Warwick University is active in the development of adsorption technologies for domestic applications, working together with Oak Ridge National Laboratory. Both institutes focus on optimization of components together with manufacturers.
In Switzerland two major component developments were reported upon, being:
- Schiffmann proposed two radial compressors with mini impellers of less than 20 mm in diameter on a single shaft, running at variable speeds up to 240’000 rpm were designed as an oil free miniature radial compressor in a two-stage heat pump cycle. Further projects are ongoing with the integration into heat pump cycles.
- Friedl et.al. proposed a new concept for the compression of the working fluid starting from a two-phase state at the compressor inlet to a saturated gas state at the compressor outlet with a temperature equal to the condensation temperature.
In Netherlands under the ‘Topsector Energie’-program a number of projects focus on topics related to HPWH’s , which are not specifically components.
The project on the Thermo Acoustic Heat Pump is a spin-off from the project run by ECN on industrial heat pumps. Project goal is to develop a prototype compact TAWP for decentralized heating and cooling of buildings with a COP of 3.5 to 4.0 (air / water) and a thermal capacity of 1kW. This contributes to compact, inexpensive and efficient developments in the field of heat pump technology in the built environment. With a thermal capacity of 1 – 100kW’s the heat pumps of Blue Heart are developed for residents and offices.
Blue Hart Energy B.V will produce the thermoacoustic as OEM supplying the component to heat pump manufacturers.
A compact heat battery, developed by Cellsius is the first completely loss-free heat storage, 10 times cheaper than electrical storage and much more compact than water or PCMs. This heat battery meets the innovation task of MMIP4.3 under the Dutch TKI Program, and is approaching market maturity in an integrated system combined with a heat pump.
In Canada institutes and universities, like Queen’s University-Solar Calorimetry Laboratory and Carleton University, work on heat pumps in cold climates and combination with solar. Examples of projects are:
- Research and development of Solar and HP water heaters (Experimental and TRNSYS modeling)
- Based on plate heat exchangers/evap. & cond’s. used in side-arm thermosiphon and pumped configurations
- Modeling and evaluation of stratified storages
- Developed “Passive Backflush technology” to prevent scaling in hard water conditions
- Plate gas-cooler for use in Trancritical-CO2Eco-cute HPWH –evaluated fouling rates
- HPHW Evaluation-performance/cost comparison of wrap-around and immersed coil condenser versus brazed-plate side-arm
In other countries not participating in the Annex fundamental component research has been executed at:
Kungliga Tekniska högskolan developed compact heat exchangers to reduce the refrigerant charge making it possible to build a ground source heat pump with 10 kW heating capacity with 100 g refrigerant charge of propane. The Danish Technological Institute did research on a new HPWH with propane as refrigerant and a spiral heat exchanger in the tank with also the focus on reducing the charge.
Already studied in 1973 by Carel Sanders et al for air coolers, the topic of frost formation is still relevant for cold climate heat pumps. A number of papers at the Frost formation has been published at the 13th IEA Heat Pump Conference by AIT, University of Maryland, Korea Institute of Machinery and Materials and Waseda University.
■ ■ ■ ■ ■ ■ ■
Decide whether each statement agrees with the heat pump component research excerpt, answering yes or no and quoting the deciding words. 1. Schiffmann's miniature radial compressors run at variable speeds up to 240’000 rpm. 2. The Thermo Acoustic Heat Pump prototype aims for a thermal capacity of 10 kW. 3. Kungliga Tekniska högskolan's ground source heat pump uses ammonia as its refrigerant.

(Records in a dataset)
■ ■ ■ ■ ■ ■ ■
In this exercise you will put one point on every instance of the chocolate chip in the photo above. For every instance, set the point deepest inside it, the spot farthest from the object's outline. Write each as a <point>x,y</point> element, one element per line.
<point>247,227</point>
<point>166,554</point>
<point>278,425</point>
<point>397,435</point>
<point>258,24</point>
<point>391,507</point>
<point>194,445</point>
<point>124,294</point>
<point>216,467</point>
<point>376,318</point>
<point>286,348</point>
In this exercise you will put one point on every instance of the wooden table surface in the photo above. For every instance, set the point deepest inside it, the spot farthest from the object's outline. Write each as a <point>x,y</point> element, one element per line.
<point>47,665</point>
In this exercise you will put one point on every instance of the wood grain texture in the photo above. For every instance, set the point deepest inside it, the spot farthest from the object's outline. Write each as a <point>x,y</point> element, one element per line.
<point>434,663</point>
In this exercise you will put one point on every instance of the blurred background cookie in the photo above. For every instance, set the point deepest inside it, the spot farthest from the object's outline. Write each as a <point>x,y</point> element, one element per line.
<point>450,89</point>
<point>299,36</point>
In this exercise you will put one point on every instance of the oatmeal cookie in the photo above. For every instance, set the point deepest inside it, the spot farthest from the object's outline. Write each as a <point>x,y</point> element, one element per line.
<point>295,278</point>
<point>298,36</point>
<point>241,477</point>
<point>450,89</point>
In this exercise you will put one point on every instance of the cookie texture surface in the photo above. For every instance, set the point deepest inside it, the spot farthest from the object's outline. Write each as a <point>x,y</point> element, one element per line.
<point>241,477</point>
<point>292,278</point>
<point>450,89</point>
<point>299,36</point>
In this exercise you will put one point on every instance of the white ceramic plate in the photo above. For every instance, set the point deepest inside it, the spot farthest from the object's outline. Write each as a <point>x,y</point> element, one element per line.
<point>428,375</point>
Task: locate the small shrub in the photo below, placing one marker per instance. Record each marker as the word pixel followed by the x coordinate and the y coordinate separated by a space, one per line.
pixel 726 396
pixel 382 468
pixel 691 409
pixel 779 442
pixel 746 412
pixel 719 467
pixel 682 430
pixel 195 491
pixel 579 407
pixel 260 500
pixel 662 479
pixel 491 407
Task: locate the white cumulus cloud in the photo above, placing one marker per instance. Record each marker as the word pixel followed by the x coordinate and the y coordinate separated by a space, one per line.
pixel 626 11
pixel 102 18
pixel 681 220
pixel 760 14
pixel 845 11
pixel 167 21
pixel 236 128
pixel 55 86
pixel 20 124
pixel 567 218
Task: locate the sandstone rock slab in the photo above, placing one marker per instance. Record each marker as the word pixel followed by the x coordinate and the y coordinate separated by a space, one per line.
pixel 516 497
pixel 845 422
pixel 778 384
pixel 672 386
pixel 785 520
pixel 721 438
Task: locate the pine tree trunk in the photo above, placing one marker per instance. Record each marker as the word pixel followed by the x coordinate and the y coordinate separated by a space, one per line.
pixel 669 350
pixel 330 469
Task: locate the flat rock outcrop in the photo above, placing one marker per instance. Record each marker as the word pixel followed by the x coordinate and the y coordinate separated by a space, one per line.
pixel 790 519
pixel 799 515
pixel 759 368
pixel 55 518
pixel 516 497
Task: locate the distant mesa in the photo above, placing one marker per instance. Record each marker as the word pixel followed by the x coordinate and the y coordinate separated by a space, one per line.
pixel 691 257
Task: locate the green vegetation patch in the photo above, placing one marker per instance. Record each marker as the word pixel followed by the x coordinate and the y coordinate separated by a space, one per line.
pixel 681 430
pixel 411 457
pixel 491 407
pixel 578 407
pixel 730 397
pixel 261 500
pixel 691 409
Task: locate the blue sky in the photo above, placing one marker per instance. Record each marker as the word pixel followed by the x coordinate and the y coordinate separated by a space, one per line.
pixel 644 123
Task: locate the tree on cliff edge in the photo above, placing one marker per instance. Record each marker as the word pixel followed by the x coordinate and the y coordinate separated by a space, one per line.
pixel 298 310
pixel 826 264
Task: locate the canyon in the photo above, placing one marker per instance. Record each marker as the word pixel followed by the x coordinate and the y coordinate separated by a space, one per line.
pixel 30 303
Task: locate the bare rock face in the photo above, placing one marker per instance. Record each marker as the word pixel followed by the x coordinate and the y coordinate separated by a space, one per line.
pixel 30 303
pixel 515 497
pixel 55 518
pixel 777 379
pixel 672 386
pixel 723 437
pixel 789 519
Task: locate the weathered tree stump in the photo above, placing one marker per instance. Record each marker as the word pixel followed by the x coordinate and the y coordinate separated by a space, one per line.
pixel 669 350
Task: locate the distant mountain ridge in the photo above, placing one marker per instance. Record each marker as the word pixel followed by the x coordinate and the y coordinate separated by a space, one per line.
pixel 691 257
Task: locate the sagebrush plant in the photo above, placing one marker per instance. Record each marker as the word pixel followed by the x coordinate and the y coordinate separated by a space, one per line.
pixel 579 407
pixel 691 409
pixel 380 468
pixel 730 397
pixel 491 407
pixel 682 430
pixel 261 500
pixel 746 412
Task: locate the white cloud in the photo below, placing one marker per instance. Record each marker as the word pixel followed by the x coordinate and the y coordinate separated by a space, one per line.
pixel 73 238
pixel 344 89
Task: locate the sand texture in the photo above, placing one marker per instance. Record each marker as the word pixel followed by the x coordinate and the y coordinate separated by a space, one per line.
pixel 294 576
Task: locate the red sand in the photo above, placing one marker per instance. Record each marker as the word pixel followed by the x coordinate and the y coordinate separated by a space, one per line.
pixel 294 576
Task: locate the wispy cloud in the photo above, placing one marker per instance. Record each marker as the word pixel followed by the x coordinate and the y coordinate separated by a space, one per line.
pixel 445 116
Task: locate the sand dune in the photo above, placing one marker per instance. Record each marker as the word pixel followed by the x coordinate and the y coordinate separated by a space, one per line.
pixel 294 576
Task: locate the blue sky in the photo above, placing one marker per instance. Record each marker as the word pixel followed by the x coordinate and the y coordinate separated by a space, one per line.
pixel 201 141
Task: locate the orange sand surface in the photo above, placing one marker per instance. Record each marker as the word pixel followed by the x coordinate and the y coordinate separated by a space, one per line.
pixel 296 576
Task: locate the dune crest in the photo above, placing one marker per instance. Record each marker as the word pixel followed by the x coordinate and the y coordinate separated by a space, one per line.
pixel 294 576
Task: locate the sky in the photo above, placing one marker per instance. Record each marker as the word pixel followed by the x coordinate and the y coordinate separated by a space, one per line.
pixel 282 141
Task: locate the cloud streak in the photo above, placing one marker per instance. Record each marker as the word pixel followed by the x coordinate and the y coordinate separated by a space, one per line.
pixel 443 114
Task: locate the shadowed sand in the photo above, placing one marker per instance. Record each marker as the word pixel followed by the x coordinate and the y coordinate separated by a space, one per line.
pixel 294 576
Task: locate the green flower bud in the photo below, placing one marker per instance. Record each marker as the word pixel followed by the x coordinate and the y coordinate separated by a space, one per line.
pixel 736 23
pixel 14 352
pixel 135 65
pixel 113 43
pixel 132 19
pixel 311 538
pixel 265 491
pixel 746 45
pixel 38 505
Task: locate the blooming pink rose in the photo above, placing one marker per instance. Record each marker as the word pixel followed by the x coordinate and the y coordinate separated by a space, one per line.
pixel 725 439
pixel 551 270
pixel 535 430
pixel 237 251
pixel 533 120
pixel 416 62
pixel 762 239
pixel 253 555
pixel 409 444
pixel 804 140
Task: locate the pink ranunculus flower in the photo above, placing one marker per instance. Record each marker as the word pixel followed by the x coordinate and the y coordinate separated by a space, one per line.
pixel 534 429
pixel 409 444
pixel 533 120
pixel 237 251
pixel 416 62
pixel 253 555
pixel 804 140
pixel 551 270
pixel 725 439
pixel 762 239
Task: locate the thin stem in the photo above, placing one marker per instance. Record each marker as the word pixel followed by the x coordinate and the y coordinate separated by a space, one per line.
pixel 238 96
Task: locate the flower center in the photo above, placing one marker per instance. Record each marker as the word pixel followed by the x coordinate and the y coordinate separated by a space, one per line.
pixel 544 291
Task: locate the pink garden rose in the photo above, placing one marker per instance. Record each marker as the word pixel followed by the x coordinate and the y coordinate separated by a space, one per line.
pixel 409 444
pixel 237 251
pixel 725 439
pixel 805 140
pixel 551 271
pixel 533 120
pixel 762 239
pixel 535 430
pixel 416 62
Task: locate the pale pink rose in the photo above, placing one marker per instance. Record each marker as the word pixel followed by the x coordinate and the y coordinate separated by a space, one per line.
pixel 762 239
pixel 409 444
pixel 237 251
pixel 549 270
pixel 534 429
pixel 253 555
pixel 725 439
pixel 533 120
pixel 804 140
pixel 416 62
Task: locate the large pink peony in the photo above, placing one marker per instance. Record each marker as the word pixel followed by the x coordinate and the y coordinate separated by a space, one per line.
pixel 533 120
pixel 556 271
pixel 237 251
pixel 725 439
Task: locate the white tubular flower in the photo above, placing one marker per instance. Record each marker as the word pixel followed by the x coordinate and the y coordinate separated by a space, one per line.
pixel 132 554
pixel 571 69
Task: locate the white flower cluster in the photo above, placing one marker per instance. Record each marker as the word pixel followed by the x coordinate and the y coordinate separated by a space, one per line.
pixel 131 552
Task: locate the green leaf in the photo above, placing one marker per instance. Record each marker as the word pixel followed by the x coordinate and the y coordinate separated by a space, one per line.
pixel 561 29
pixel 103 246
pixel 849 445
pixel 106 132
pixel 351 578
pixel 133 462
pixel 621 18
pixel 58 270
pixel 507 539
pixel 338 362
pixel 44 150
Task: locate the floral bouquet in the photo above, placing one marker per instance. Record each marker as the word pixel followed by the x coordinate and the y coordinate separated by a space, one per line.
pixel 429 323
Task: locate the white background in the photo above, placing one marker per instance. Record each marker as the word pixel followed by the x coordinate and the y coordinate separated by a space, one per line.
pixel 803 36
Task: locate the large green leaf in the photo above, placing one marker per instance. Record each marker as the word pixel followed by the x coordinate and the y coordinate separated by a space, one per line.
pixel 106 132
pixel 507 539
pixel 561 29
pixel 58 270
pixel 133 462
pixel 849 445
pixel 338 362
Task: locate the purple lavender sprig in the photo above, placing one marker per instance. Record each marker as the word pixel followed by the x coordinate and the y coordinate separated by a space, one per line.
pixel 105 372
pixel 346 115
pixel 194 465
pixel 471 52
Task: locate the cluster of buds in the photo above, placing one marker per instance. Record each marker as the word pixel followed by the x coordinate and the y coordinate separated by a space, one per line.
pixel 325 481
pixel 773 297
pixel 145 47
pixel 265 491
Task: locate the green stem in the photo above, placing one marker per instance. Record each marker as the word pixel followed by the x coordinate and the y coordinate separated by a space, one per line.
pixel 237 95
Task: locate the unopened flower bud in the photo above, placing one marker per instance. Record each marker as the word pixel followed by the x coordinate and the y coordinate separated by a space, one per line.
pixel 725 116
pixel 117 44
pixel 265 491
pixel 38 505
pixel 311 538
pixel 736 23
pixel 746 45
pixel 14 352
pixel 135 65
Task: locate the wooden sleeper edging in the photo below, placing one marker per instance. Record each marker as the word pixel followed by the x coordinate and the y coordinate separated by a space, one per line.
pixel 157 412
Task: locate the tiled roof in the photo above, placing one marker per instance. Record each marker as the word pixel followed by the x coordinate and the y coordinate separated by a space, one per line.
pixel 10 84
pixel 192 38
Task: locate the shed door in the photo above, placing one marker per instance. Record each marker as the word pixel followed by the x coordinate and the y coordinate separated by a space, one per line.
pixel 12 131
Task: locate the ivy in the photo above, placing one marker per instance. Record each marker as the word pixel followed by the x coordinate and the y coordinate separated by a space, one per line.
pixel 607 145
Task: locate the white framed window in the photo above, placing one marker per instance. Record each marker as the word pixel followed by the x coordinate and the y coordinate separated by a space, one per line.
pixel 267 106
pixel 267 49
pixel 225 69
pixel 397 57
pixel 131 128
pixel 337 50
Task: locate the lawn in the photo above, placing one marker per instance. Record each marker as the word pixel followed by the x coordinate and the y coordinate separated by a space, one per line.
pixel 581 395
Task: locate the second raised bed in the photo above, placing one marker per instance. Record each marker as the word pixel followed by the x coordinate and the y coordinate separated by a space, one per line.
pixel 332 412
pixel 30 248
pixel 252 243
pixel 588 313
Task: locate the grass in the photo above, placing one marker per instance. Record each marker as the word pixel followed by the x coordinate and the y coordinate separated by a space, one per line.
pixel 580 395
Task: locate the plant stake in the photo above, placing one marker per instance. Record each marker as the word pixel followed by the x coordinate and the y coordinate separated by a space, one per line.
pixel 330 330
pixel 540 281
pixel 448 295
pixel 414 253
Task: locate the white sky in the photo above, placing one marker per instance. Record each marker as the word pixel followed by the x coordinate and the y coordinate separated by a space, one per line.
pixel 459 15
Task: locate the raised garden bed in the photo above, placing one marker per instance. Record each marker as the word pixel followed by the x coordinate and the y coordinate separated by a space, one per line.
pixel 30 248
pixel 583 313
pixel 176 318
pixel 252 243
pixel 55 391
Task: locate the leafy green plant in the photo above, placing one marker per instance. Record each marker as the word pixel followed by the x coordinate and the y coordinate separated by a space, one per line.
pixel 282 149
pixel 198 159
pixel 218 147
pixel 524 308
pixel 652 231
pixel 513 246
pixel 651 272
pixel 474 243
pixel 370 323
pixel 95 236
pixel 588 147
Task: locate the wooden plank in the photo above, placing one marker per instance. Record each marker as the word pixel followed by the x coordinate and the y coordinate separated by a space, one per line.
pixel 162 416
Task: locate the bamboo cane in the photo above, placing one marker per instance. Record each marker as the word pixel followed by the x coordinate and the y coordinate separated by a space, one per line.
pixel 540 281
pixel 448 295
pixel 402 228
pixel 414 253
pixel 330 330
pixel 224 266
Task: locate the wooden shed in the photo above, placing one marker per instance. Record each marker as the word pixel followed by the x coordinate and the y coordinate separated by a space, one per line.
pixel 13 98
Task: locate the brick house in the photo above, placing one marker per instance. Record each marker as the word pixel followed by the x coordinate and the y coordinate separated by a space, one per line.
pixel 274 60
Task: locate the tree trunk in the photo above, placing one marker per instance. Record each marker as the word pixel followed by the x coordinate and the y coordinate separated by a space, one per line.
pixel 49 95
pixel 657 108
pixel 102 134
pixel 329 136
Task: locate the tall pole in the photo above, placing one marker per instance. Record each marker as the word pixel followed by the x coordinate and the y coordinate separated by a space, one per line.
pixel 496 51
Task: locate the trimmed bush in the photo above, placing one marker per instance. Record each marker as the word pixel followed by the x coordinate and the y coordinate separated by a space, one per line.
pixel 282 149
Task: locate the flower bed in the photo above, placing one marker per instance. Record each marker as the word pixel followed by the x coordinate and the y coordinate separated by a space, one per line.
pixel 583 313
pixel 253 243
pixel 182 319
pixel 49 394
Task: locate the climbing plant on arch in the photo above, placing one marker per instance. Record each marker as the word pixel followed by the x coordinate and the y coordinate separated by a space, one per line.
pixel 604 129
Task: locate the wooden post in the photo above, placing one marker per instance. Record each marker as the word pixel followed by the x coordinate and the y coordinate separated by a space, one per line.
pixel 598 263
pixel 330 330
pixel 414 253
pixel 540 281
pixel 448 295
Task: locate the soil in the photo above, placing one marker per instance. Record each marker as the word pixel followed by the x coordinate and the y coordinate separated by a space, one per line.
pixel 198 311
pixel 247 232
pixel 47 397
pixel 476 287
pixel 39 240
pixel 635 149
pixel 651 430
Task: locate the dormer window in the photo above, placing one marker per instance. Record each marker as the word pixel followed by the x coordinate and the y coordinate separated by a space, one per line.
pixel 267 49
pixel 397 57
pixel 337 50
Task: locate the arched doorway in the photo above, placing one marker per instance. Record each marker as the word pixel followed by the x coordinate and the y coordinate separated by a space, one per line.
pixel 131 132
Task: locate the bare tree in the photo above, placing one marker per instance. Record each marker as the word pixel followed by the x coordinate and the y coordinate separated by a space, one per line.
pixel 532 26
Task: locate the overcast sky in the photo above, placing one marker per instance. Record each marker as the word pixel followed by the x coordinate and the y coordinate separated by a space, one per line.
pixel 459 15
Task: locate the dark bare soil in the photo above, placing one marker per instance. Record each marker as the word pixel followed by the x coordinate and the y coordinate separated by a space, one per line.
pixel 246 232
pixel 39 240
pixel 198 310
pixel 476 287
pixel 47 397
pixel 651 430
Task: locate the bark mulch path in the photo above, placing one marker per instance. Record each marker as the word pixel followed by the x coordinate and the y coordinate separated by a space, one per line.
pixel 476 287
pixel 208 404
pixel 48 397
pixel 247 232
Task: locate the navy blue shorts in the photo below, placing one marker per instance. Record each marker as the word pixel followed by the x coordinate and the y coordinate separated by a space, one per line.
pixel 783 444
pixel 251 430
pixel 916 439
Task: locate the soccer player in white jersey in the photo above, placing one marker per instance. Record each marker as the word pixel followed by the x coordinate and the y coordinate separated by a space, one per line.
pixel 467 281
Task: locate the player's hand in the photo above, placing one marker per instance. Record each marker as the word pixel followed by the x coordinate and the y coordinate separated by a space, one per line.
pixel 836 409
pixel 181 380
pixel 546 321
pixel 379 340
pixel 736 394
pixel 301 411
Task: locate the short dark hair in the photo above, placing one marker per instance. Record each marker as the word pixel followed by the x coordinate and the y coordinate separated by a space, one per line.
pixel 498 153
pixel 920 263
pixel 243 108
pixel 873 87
■ ■ ■ ■ ■ ■ ■
- Task response
1. Yes: "running at variable speeds up to 240’000 rpm"
2. No: "a thermal capacity of 1kW"
3. No: "with 100 g refrigerant charge of propane"